** Textabschnitt **
"""

Die Entwicklung erhält eine besondere Aktualität durch die Covid19-Krise, die das Warten von Maschinen erschwert. Die neue Datenbrille wird hier zum passenden Hilfsmittel, um Anlagen per Remote Service zu inspizieren: Das integrierte Eye Tracking lässt den zugeschalteten Experten genau erkennen, wo der Anlagenbediener gerade hinblickt – so erklären die Wiener Experten die Vorteile ihres Produkts. Anlagenbediener und Remotetechniker verständigen sich per Bild und Ton auf Distanz, als würden sie vor Ort im selben Raum zusammenarbeiten.
Gegründet wurde Viewpointsystem 2016 aus dem universitären Bereich heraus, wo Berger in der Verkehrsforschung tätig war. Eye Tracking wurde für die Analyse von Unfallursachen genutzt. Heute nun verbauen die damaligen Studenten in den VPS 19 Smart Glasses neben der Frontkamera noch zwei Blickverfolgungskameras. Die sich daraus ergebenden Bilddaten werden direkt in der Brille berechnet. Der zugeschaltete Experte kann so nachvollziehen, welche Maschinenteile der Träger der Brille fokussiert. Das Herz der Technik ist die selbst entwickelte Hochleistungselektronik und die Software. Viewpointsystem wurde dafür mit dem CES Innovation Honoree Award 2019 und dem Innovation World Cup 2019 in der Kategorie „Industrial“ ausgezeichnet – nun sind die Datenbrillen am Markt.

"""

** Verständnis prüfen **
a. Beantworte diese Fragen zum Textabschnitt:
(i) In welchem Jahr wurde Viewpointsystem gegründet?
(ii) Wie viele Blickverfolgungskameras sind neben der Frontkamera in die VPS 19 Smart Glasses eingebaut?
(iii) Welche Krise verleiht der Entwicklung besondere Aktualität?
b. Schreibe einen Teil des Textabschnitts wortgetreu ab. Setze bei den Worten „Die Entwicklung erhält“ ein und höre nach den Worten „selben Raum zusammenarbeiten.“ auf.
Die Datensätze haben mit dem Textabschnitt nichts zu tun.

** Datensatz **
"""

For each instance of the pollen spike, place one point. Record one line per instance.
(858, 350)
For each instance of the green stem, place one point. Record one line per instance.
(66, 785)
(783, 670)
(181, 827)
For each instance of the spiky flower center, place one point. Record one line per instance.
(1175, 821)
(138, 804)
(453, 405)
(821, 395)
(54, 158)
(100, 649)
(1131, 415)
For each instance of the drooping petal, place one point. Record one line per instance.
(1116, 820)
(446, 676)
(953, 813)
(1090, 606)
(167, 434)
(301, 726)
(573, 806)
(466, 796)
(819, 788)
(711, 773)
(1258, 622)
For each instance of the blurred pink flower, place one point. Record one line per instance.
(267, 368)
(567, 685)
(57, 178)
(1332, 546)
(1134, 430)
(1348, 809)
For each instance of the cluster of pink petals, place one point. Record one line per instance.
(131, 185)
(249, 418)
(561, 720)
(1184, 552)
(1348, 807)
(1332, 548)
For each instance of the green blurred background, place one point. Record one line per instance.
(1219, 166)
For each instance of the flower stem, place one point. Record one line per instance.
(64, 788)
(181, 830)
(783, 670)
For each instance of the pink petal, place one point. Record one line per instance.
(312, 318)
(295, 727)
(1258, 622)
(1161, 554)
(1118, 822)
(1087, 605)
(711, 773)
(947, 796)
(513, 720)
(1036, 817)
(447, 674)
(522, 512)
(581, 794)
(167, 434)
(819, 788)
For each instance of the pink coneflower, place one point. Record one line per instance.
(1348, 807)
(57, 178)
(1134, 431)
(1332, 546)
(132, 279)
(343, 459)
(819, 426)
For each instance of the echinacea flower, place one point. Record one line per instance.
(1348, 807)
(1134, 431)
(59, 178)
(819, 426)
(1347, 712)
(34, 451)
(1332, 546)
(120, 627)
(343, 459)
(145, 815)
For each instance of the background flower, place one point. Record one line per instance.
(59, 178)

"""

** Lösungen **
a.
(i) 2016
(ii) Zwei
(iii) Die Covid19-Krise, die das Warten von Maschinen erschwert

b.
Die Entwicklung erhält eine besondere Aktualität durch die Covid19-Krise, die das Warten von Maschinen erschwert. Die neue Datenbrille wird hier zum passenden Hilfsmittel, um Anlagen per Remote Service zu inspizieren: Das integrierte Eye Tracking lässt den zugeschalteten Experten genau erkennen, wo der Anlagenbediener gerade hinblickt – so erklären die Wiener Experten die Vorteile ihres Produkts. Anlagenbediener und Remotetechniker verständigen sich per Bild und Ton auf Distanz, als würden sie vor Ort im selben Raum zusammenarbeiten.